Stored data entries

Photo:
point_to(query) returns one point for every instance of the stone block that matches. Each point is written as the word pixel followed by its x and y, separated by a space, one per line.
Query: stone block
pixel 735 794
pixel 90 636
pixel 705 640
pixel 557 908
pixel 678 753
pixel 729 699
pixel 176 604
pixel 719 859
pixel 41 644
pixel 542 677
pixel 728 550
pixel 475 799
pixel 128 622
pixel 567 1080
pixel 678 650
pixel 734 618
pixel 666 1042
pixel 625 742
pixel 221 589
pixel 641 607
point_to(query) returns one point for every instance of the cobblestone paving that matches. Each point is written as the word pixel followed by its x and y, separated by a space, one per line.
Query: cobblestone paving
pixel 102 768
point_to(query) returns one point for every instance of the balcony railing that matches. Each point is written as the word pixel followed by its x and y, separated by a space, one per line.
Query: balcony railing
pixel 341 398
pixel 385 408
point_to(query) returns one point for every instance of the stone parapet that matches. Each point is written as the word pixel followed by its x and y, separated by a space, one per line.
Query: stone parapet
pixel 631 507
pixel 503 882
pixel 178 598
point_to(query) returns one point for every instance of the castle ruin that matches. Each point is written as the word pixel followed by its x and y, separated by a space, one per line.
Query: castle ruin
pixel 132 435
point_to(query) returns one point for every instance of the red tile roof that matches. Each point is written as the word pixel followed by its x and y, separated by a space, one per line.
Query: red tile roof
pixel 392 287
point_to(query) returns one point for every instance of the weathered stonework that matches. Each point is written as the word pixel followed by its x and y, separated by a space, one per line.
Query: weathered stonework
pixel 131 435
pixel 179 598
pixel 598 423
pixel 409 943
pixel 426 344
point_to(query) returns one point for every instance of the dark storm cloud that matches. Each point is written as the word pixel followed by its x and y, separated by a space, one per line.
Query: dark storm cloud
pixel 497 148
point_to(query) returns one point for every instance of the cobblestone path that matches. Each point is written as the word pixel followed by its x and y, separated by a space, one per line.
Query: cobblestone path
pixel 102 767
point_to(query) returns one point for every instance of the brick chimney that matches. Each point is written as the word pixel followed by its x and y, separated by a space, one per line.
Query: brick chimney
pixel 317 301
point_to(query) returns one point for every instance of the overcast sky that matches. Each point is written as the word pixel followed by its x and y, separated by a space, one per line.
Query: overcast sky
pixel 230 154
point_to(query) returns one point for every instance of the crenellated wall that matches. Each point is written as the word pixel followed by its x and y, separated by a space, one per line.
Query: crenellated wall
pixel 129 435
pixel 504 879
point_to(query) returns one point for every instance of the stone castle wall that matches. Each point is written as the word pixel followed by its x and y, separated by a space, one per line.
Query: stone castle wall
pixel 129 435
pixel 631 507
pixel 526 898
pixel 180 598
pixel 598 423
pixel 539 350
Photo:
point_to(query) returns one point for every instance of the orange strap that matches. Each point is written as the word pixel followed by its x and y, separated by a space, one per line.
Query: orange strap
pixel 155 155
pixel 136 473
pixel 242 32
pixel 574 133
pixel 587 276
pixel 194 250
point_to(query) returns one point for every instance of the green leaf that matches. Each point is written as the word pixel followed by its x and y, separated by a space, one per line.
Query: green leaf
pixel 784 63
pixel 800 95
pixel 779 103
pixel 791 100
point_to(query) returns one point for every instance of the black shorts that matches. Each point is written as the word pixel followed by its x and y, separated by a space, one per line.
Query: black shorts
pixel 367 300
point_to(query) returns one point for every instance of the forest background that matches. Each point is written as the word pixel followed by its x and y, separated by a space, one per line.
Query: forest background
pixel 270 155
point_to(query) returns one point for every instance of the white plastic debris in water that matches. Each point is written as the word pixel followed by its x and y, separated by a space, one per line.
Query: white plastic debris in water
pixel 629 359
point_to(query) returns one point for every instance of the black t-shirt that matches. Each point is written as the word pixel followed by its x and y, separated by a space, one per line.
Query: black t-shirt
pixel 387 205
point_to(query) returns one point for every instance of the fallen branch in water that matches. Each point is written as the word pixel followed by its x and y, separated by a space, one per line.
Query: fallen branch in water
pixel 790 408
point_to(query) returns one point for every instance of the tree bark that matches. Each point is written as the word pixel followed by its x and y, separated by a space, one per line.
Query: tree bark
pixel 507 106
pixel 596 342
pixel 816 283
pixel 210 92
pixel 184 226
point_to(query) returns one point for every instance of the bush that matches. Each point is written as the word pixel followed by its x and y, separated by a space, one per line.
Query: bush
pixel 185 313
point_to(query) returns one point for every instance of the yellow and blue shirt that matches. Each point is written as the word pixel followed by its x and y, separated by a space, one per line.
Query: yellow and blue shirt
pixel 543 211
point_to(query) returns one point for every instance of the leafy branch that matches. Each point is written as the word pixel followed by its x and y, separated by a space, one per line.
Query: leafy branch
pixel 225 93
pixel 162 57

» Task goal
Every record shown above should be set down again exactly.

» Output of the task
Photo:
point_to(query) returns one point for every instance of the stone block that matches. Each point is written as the word pixel followed by its x and y, separated by a space, one per line.
Query: stone block
pixel 735 794
pixel 90 636
pixel 705 640
pixel 557 908
pixel 678 753
pixel 729 699
pixel 176 604
pixel 719 859
pixel 41 644
pixel 542 677
pixel 728 550
pixel 475 799
pixel 128 622
pixel 567 1080
pixel 678 650
pixel 734 618
pixel 666 1042
pixel 625 742
pixel 221 589
pixel 641 607
point_to(query) returns one point for every instance of the cobblestone paving that matches. Each point is written as the word pixel followed by its x and y, separated by a space, one per line.
Query: cobblestone paving
pixel 102 768
point_to(query) returns one point for every instance of the balcony railing that matches. Each point is written as the word pixel followed by its x and y, separated by a space, one per line.
Query: balcony railing
pixel 341 398
pixel 385 408
point_to(query) returns one point for every instance of the stone parapet that matches. Each point is written as the word pixel followed by its x and y, separated by a space, one per line.
Query: stone parapet
pixel 631 507
pixel 503 882
pixel 178 598
point_to(query) returns one point for every instance of the castle ruin that matches. Each point is written as the word pixel followed by its x and y, separated by a space, one per line.
Query: castle ruin
pixel 132 435
point_to(query) returns one point for every instance of the red tile roof that matches. Each point is written as the word pixel followed by its x and y, separated by a space, one per line.
Query: red tile roof
pixel 392 287
point_to(query) returns one point for every instance of the weathered stonework that matches. Each point is written as the word pixel followed by its x and y, separated by a space, one per line.
Query: weathered stonework
pixel 131 435
pixel 179 598
pixel 598 423
pixel 409 943
pixel 426 344
point_to(query) returns one point for every instance of the dark storm cloud that matches. Each point is written as the word pixel followed by its x and y, separated by a space, one per line.
Query: dark storm cloud
pixel 497 148
point_to(query) returns one point for every instance of the cobblestone path that matches. Each point is written as the word pixel followed by its x and y, separated by a space, one per line.
Query: cobblestone path
pixel 102 767
point_to(query) returns one point for every instance of the brick chimney that matches. Each point is written as the word pixel followed by its x and y, separated by a space, one per line.
Query: brick chimney
pixel 317 301
point_to(query) returns one point for every instance of the overcast sky that matches. Each point is written as the word pixel followed by its x and y, separated by a space, one per line.
Query: overcast sky
pixel 230 154
point_to(query) returns one point for every instance of the crenellated wall that matches. Each point is written as the word pixel followed by its x and y, separated by a space, one per line.
Query: crenellated wall
pixel 129 435
pixel 504 879
point_to(query) returns one point for every instance of the stone castle wall that matches. Each point is written as the word pixel followed by its x and y, separated by a space, one per line.
Query: stone castle wall
pixel 129 435
pixel 631 507
pixel 526 898
pixel 180 598
pixel 598 423
pixel 539 350
Photo:
point_to(query) returns one point for every instance of the orange strap that matches. Each point is written as the word pixel followed by its x and y, separated by a space, one per line.
Query: orange strap
pixel 155 155
pixel 136 473
pixel 242 32
pixel 574 133
pixel 587 276
pixel 194 250
point_to(query) returns one point for every instance of the green leaf that matches. Each point is written as the word pixel followed by its x and y, separated by a space, one per line.
Query: green leaf
pixel 784 63
pixel 800 95
pixel 779 103
pixel 791 100
point_to(query) returns one point for every instance of the black shorts that matches. Each point is written as the word pixel followed by its x and y, separated by a space, one per line.
Query: black shorts
pixel 367 300
point_to(query) returns one point for every instance of the forest background that matches. Each point is written as the word pixel followed by its x and y, separated by a space, one per line.
Query: forest background
pixel 270 155
point_to(query) returns one point for every instance of the white plastic debris in water that matches. Each point is written as the word pixel followed by its x and y, separated by a space, one per line.
Query: white plastic debris in water
pixel 629 359
point_to(query) returns one point for every instance of the black t-shirt that matches. Each point is written as the word pixel followed by its x and y, separated by a space, one per line.
Query: black t-shirt
pixel 387 205
point_to(query) returns one point for every instance of the fallen branch in water that matches. Each point is written as the word pixel followed by its x and y, separated by a space, one per line.
Query: fallen branch in water
pixel 790 408
point_to(query) returns one point for every instance of the tree bark that matches. Each point is written as the word pixel followed by its x and y, separated by a space, one per line.
Query: tree bark
pixel 507 106
pixel 596 342
pixel 816 283
pixel 210 92
pixel 184 226
point_to(query) returns one point for every instance of the bush that matches. Each point is written as the word pixel followed by its x and y, separated by a space, one per line.
Query: bush
pixel 185 313
point_to(query) returns one point for every instance of the yellow and blue shirt that matches. Each point is written as the word pixel followed by its x and y, separated by a space, one per line.
Query: yellow and blue shirt
pixel 543 211
point_to(query) returns one point for every instance of the leafy branch that matches. Each point is written as the word pixel followed by its x and y, separated by a space, one per line.
Query: leafy branch
pixel 225 93
pixel 162 57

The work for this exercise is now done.